▸ EXERCISE OBJECTIVE
Copy every line of the data below word for word, and omit the pictures.

Data for coordinate labeling:
===

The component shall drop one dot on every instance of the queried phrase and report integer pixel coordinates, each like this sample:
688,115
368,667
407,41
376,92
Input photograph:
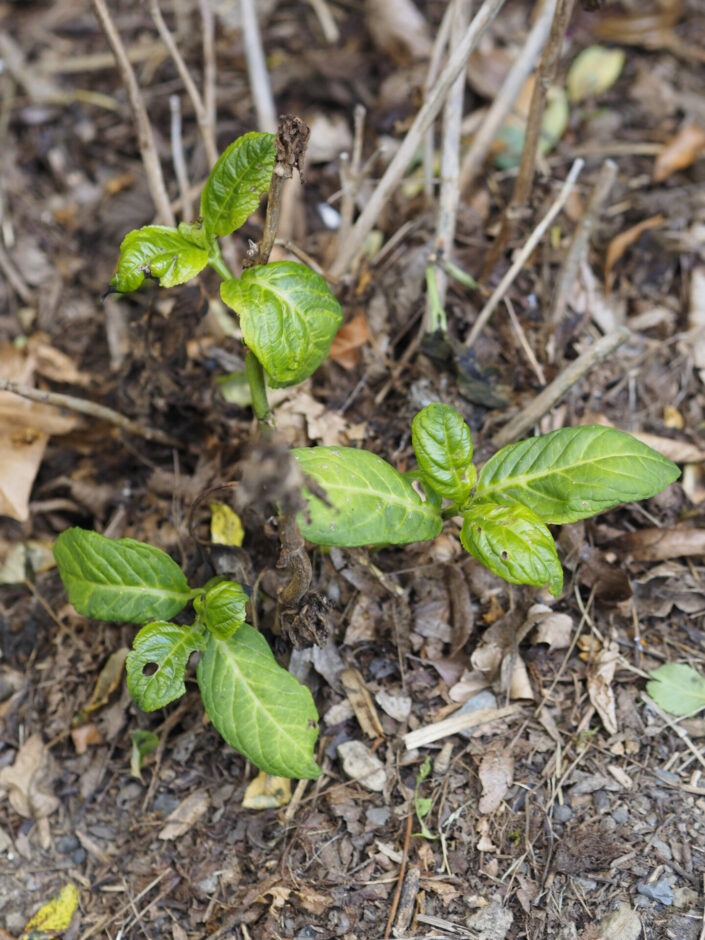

===

▸ RESPONSE
The component shall drop one dot on every instance of the queried phrase and report integer pixel coordinates, each like this sample:
688,115
368,667
407,41
376,92
Input photograph:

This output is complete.